▶ DOCUMENT EXTRACT:
## start

Non-wa Nominalizations

Rory M Larson rlarson at unlnotes.unl.edu
Wed Jan 21 02:14:25 UTC 2004


>> For a while, I was trying to build classroom sentences on
>> lines of:
>>
>>       X UmoN'hoN ie a' ga!  ("Say X in Omaha!)
>>
>> The speakers recently corrected me.  I should have been
>> phrasing that:
>>
>>       X UmoN'hoN ia' ga!
>
> Yeah, but that's just an ablaut issue:  i'...E, with E > a /__
IMPERATIVE.
> They apparently liked your complementation.

I don't follow.  Ablaut generally affects only the end
verb of the chain before the imperative particle.  In
this case, both examples are ablauted before ga.

In the first sentence, I was understanding ie as a noun
equivalent to English 'speech' or 'language.  I was
seeing it as the head of a noun phrase "UmoN'hoN ie",
"Omaha speech" or "Omaha language".  Then I was
employing that NP as an adverbial noun to modifiy
the verb e', 'to say', which ablauted to a' before ga.

## end

▶ ENTRIES:

## start

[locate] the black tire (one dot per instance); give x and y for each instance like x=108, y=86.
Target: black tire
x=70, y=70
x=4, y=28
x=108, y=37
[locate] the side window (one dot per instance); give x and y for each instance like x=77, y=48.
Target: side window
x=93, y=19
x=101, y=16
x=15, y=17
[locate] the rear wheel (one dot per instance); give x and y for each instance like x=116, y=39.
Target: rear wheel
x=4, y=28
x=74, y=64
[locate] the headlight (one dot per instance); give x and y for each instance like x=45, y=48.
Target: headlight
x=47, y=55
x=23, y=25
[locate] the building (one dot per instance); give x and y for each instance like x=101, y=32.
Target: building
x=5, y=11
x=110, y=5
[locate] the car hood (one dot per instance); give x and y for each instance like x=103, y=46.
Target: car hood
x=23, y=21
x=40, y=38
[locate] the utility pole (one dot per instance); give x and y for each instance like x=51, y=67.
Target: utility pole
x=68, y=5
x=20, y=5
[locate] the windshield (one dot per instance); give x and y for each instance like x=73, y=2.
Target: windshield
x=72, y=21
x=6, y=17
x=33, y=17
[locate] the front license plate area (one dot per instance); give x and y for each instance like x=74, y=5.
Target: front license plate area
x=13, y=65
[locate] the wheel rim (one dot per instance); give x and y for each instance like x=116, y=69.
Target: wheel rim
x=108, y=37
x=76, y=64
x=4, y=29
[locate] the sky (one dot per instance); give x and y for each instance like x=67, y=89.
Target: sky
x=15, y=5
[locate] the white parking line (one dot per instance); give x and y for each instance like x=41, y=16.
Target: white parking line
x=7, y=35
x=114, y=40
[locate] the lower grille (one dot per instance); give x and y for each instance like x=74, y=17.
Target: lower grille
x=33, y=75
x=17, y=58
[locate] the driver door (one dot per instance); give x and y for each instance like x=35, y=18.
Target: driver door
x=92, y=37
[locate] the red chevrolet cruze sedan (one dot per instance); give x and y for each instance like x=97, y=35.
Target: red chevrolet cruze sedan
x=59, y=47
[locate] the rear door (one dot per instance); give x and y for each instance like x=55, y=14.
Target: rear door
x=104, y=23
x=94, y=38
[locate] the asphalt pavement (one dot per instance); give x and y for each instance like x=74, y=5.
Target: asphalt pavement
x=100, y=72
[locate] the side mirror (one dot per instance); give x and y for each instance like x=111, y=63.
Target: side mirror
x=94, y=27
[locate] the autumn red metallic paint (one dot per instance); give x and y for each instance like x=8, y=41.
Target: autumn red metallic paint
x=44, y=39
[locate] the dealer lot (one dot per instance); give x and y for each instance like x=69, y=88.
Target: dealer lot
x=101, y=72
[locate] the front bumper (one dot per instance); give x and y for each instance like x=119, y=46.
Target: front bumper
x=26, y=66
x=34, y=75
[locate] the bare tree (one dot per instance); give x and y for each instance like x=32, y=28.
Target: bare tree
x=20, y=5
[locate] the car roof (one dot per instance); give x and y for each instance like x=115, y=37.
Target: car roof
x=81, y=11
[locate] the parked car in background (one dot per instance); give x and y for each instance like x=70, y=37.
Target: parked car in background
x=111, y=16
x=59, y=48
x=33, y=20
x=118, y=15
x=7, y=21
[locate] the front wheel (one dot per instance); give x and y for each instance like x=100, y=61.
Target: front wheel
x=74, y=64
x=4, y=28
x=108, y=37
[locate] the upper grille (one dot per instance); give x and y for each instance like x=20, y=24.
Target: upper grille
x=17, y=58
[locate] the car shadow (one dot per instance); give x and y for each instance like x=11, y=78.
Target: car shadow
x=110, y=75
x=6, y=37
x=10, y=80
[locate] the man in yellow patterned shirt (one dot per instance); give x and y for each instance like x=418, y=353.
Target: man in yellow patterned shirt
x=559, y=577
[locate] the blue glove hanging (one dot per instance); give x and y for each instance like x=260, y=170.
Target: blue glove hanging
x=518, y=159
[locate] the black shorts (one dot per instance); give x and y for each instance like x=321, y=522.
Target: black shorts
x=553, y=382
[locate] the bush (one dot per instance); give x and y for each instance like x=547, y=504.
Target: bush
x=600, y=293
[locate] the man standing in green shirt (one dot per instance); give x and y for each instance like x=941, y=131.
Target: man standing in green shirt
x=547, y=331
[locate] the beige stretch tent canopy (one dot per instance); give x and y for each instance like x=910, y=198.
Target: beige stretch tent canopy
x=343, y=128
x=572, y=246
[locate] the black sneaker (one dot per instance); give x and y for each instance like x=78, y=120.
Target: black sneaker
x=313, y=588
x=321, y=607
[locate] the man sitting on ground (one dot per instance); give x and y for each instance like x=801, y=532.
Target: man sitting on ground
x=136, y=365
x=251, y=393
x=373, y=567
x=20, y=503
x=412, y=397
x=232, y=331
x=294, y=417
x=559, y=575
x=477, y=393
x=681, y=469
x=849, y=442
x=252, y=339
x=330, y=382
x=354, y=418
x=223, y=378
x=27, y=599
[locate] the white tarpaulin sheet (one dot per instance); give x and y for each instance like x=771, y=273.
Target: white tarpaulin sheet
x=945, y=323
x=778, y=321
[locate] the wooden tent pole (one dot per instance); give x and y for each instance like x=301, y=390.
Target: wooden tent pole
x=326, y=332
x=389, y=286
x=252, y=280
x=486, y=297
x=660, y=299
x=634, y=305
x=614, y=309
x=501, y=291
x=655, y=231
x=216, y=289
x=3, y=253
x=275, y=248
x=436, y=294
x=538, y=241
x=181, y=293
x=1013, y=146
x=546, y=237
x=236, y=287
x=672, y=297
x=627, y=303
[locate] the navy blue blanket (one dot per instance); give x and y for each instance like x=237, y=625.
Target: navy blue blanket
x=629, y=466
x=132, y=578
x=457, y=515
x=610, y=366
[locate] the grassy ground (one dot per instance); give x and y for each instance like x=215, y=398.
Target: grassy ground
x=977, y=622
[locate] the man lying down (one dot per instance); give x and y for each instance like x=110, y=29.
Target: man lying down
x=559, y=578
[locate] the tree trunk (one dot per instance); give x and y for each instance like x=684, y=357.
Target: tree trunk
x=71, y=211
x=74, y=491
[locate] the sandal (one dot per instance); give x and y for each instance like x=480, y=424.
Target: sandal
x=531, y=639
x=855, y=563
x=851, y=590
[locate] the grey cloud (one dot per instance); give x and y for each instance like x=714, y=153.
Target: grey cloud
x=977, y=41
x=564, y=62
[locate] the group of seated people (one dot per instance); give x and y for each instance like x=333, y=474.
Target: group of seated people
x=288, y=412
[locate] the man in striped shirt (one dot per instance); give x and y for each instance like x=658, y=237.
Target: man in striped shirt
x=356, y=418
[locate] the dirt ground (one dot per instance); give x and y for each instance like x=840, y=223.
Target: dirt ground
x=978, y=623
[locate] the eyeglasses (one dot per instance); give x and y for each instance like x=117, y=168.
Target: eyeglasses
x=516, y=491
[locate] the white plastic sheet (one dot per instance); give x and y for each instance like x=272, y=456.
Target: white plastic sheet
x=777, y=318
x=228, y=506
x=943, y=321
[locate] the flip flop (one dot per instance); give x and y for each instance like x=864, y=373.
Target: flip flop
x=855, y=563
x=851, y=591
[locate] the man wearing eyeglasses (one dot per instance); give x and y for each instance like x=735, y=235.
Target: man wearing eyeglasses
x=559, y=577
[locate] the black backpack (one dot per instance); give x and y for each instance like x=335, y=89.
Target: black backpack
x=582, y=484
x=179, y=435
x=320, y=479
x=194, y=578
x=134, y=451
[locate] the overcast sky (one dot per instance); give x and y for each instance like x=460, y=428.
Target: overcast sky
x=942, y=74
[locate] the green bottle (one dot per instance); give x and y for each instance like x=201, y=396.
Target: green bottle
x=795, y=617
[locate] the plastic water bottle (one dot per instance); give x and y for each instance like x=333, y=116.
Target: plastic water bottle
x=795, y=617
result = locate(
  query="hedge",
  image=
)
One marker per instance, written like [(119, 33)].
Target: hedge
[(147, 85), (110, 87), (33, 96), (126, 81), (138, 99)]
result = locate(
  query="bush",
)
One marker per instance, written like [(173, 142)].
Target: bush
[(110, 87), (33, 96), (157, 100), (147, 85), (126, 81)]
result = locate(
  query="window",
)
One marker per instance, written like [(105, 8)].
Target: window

## end

▶ LIST OF TASKS:
a) In the post about Omaha nominalizations, restate the paragraph beginning "In the first sentence, I was understanding" as a short list that keeps its main facts.
b) Write out the part of the post about Omaha nominalizations that begins at the words "Rory M Larson" and stops after "X in Omaha!)".
c) Extend the post about Omaha nominalizations, picking up after its last sentence.

▶ REPLIES:
a)
- The writer took ie as a noun meaning 'speech' or 'language'.
- ie was read as the head of the noun phrase "UmoN'hoN ie," meaning "Omaha speech" or "Omaha language."
- That noun phrase was used as an adverbial noun modifying the verb e', 'to say.'
- Before ga, e' ablauted to a'.

b)
Rory M Larson rlarson at unlnotes.unl.edu
Wed Jan 21 02:14:25 UTC 2004


>> For a while, I was trying to build classroom sentences on
>> lines of:
>>
>>       X UmoN'hoN ie a' ga!  ("Say X in Omaha!)

c)
So I figured:

  X [UmoN'hoN ie] a' ga!
  X [(in) Omaha language] say IMP
  Say X in the Omaha language!

The speakers apparently preferred treating ie as an
instrumental verb in which the central meaning was
still 'say'.

  X UmoN'hoN i-a' ga!
  X Omaha INST-say IMP
  Say X by means of Omaha!

The aim in either case, of course, is to say "Say X
in Omaha!" in Omaha!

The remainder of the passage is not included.